(Excerpt from a dataset)

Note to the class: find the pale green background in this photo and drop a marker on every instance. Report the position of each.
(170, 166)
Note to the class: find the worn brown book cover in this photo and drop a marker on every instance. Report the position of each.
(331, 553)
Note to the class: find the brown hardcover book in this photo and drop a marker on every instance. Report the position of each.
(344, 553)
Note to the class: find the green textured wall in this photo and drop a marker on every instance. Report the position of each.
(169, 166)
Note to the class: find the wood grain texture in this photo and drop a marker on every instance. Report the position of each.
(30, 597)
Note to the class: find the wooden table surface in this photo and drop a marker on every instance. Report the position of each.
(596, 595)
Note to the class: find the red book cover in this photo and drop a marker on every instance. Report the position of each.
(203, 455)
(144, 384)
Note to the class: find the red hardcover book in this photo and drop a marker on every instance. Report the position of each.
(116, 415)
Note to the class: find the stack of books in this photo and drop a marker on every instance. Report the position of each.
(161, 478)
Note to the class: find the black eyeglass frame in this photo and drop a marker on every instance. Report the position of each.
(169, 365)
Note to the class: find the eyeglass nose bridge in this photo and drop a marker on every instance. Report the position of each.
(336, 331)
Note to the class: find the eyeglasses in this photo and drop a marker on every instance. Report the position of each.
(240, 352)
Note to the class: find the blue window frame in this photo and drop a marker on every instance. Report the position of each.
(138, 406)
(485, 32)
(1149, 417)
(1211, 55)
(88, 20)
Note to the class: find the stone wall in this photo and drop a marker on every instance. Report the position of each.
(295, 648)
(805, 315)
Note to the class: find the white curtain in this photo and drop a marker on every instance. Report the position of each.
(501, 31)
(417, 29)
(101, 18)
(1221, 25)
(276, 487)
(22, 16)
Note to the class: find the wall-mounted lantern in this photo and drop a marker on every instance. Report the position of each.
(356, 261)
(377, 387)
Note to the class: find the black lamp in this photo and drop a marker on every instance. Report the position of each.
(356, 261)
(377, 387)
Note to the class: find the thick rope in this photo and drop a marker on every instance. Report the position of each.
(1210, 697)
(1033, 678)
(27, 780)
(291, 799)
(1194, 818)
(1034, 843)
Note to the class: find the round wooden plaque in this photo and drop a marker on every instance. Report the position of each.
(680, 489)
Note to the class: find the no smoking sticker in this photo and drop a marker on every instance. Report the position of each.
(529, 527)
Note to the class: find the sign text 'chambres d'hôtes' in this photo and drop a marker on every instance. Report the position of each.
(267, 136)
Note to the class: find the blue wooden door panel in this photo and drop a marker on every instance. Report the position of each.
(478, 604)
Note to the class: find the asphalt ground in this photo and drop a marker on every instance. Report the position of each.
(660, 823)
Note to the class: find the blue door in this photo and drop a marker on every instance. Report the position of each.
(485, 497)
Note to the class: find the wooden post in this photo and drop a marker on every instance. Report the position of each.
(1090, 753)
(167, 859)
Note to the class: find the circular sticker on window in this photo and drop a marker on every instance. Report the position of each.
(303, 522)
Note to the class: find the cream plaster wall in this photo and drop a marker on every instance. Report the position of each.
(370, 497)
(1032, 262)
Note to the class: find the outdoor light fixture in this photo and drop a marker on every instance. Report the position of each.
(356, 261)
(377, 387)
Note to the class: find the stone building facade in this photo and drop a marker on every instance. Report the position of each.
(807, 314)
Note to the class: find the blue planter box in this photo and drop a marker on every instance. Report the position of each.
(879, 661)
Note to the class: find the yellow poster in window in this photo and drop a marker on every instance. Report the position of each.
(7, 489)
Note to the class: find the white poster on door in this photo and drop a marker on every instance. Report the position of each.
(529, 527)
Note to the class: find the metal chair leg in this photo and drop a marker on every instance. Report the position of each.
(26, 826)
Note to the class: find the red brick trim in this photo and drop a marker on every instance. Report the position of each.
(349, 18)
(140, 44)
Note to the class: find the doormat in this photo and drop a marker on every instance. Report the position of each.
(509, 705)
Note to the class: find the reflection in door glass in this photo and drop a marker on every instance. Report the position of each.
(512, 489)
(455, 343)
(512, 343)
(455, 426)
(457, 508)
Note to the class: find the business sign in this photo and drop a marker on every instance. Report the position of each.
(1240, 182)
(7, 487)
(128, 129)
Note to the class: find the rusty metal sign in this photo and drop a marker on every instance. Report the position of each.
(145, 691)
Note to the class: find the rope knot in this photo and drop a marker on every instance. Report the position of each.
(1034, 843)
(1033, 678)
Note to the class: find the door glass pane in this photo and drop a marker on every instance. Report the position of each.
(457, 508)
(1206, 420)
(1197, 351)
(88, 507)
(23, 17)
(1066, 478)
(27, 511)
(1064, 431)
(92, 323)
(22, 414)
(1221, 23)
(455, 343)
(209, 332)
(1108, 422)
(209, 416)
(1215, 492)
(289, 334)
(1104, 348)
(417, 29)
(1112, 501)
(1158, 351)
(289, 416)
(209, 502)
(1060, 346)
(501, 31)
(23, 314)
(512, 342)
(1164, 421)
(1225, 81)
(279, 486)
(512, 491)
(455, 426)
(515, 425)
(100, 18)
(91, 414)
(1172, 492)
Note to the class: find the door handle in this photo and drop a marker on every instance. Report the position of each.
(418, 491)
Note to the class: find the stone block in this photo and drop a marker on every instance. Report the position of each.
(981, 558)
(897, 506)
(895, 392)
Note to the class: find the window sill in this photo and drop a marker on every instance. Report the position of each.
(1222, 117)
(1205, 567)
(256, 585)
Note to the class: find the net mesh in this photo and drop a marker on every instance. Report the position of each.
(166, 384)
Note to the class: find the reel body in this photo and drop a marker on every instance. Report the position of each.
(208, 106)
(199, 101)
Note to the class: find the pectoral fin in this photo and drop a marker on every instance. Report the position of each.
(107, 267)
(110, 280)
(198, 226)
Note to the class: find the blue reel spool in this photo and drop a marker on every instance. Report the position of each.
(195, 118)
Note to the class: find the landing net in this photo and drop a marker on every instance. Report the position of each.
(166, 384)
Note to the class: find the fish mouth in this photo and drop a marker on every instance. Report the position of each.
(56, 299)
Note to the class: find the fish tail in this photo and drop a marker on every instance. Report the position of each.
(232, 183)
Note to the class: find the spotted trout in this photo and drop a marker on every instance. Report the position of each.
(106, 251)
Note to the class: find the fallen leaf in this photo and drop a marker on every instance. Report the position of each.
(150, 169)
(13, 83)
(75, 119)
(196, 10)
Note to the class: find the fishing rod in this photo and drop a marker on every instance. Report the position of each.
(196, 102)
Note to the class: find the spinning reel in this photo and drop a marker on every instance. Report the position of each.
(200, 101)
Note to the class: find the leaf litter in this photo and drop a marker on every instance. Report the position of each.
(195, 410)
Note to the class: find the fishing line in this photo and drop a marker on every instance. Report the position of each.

▶ _Task instructions_: Retype each record exactly, leaving nothing out.

▶ _Answer to the problem_:
Note to the class: find the pale green background in this photo and drop a marker on every instance. Report the position of each.
(170, 166)
Note to the class: find the worn brown book cover in this photo and drop a marker on every instance. Report the position of each.
(331, 553)
Note to the class: find the brown hardcover book in this photo and drop a marker on every instance. Report the position of each.
(344, 553)
Note to the class: find the green textured wall in this photo and drop a marker on every instance. Report the position of each.
(169, 166)
Note to the class: find the wood grain texture in this photo and drop a marker on every instance. Report the position of each.
(30, 597)
Note to the class: find the wooden table surface in this photo and drop a marker on every instance. Report the position of each.
(596, 595)
Note to the class: find the red book cover in this photo and drop a marker on every instance. Report the position of each.
(203, 455)
(144, 384)
Note to the class: find the red hardcover book in this photo and drop a marker on every instance. Report the position of each.
(116, 415)
Note to the class: find the stack of books in this photo and drop a marker on every instance. Report the position of each.
(161, 478)
Note to the class: find the black eyeglass frame in this photo and drop a marker on every instance. Report the position of each.
(169, 365)
Note to the class: find the eyeglass nose bridge in this photo and drop a marker on every instance. Report the position of each.
(336, 331)
Note to the class: find the eyeglasses in this photo and drop a marker on every instance. Report the position of each.
(240, 352)
Note to the class: find the blue window frame in this photo and drop a marker on every instance. Report the position of each.
(138, 406)
(485, 32)
(1149, 417)
(1211, 55)
(88, 20)
Note to the class: find the stone wall in this photo and drop a marker on every instance. Report the position of each.
(295, 648)
(805, 315)
Note to the class: find the white curtain in this photo and drop a marker on every instance. Report the position of each.
(501, 31)
(417, 29)
(101, 18)
(1221, 25)
(276, 487)
(22, 16)
Note to the class: find the wall-mounted lantern in this photo and drop a marker on every instance. Report the position of each.
(356, 261)
(377, 387)
Note to the class: find the black lamp in this photo and drop a marker on every instance. Report the position of each.
(356, 261)
(377, 387)
Note to the class: find the thick rope in this photo and drop a marker on every instance. Report the position of each.
(1210, 697)
(1033, 678)
(27, 780)
(291, 799)
(1194, 818)
(1034, 843)
Note to the class: find the round wooden plaque in this photo and drop a marker on every instance. Report the position of each.
(680, 489)
Note to the class: find the no smoking sticker in this photo and drop a marker on every instance. Report the position of each.
(529, 527)
Note to the class: find the sign text 'chambres d'hôtes' in this photo and drop a marker on every instance. Report the position of each.
(267, 136)
Note to the class: find the blue wooden door panel in this photo and drop a marker on every instance. Report the position of each.
(478, 604)
Note to the class: find the asphalt ground in this photo and drop a marker on every instance. Report the position of each.
(660, 823)
Note to the class: find the blue door in this photo and drop a marker on every instance. Report the position of each.
(485, 497)
Note to the class: find the wooden post in this photo and drop a marker on every instance. Report the position of each.
(1090, 753)
(167, 859)
Note to the class: find the circular sticker on window in this photo and drop a marker on every instance. Report the position of each.
(303, 522)
Note to the class: find the cream plaster wall in this photo and drop a marker on every instance. Report the position of each.
(370, 497)
(1032, 262)
Note to the class: find the outdoor light fixture in this photo and drop a marker on every instance. Report the position of each.
(356, 261)
(377, 387)
Note to the class: find the stone building facade in this photo and drop a marker on every instance. Report the position of each.
(807, 314)
Note to the class: find the blue planter box in this photo and drop a marker on every instance. Report the position of each.
(879, 661)
Note to the class: find the yellow poster in window in this photo and drop a marker on every instance. Report the position of each.
(7, 489)
Note to the class: find the white poster on door in this photo and drop a marker on every instance. Report the position of each.
(529, 527)
Note to the class: find the metal chair leg in this photo and drop a marker on every instance. Report the position of each.
(26, 826)
Note to the class: find the red brick trim in this photo and drop a marker on every instance. Report the position of each.
(349, 18)
(140, 44)
Note to the class: find the doormat in this photo and drop a marker on every instance. Report the position of each.
(509, 705)
Note to the class: find the reflection in door glass in this photo and drop a marker on every instance. Report the position of each.
(512, 489)
(455, 343)
(512, 343)
(455, 426)
(457, 508)
Note to the class: find the business sign in this photo and drop a marker on every instance. Report the position of each.
(1240, 182)
(7, 487)
(128, 129)
Note to the class: find the rusty metal sign in this photo and drop a marker on every instance. Report the position of each.
(145, 691)
Note to the class: find the rope knot in this photo and drop a marker on every instance. Report the position of each.
(1034, 843)
(1033, 678)
Note to the class: find the door glass pane in this photo and drop a marker on every instance. Report the position of each.
(457, 508)
(1206, 420)
(1197, 351)
(88, 507)
(23, 17)
(1066, 478)
(27, 511)
(1064, 431)
(92, 323)
(22, 414)
(1221, 23)
(455, 343)
(209, 332)
(1108, 422)
(209, 416)
(1215, 492)
(289, 334)
(1104, 348)
(417, 29)
(1112, 501)
(1158, 351)
(289, 416)
(209, 502)
(1060, 346)
(501, 31)
(23, 314)
(512, 342)
(1164, 421)
(1225, 81)
(279, 486)
(512, 491)
(455, 426)
(515, 425)
(100, 18)
(91, 414)
(1172, 492)
Note to the class: find the door handle in this photo and drop a marker on every instance. Report the position of each.
(418, 491)
Note to the class: find the stone block in this photo and drop a marker on every instance. Report the position of each.
(981, 558)
(897, 506)
(895, 392)
Note to the class: find the window sill in this photo and drop a marker on every instance. Report the position of each.
(1222, 117)
(1205, 567)
(256, 585)
Note to the class: find the net mesh in this photo and drop a marker on every instance. Report the position of each.
(166, 384)
Note to the class: find the reel body in this photo and drop a marker on every instance. Report the position of each.
(208, 106)
(199, 101)
Note to the class: find the pectoral fin in this photo and drop a marker on every instance. Report the position of each.
(107, 267)
(110, 280)
(198, 226)
Note to the class: find the blue reel spool in this photo and drop a marker on every instance. Report the position of each.
(195, 118)
Note to the class: find the landing net in this photo and drop a marker on every instance. Report the position of each.
(166, 384)
Note to the class: find the fish mouth in this photo and drop a marker on every instance. Report the position of each.
(56, 299)
Note to the class: find the fish tail in this photo and drop a marker on every instance. Report the position of each.
(232, 183)
Note to the class: find the spotted trout in this photo and drop a marker on every instance. Report the position of each.
(106, 251)
Note to the class: find the fallen leaf in this photo and drop a marker on every instance. Report the position of each.
(150, 169)
(13, 83)
(75, 119)
(196, 10)
Note to the class: find the fishing rod in this photo and drop a marker on every instance. Report the position of each.
(196, 102)
Note to the class: find the spinning reel in this photo and drop a marker on every instance. Report the position of each.
(200, 101)
Note to the class: find the leaf litter in this photo and drop a marker on every instance. Report the position of each.
(195, 410)
Note to the class: find the fishing line in this photo and drop a marker on every instance. Report the position of each.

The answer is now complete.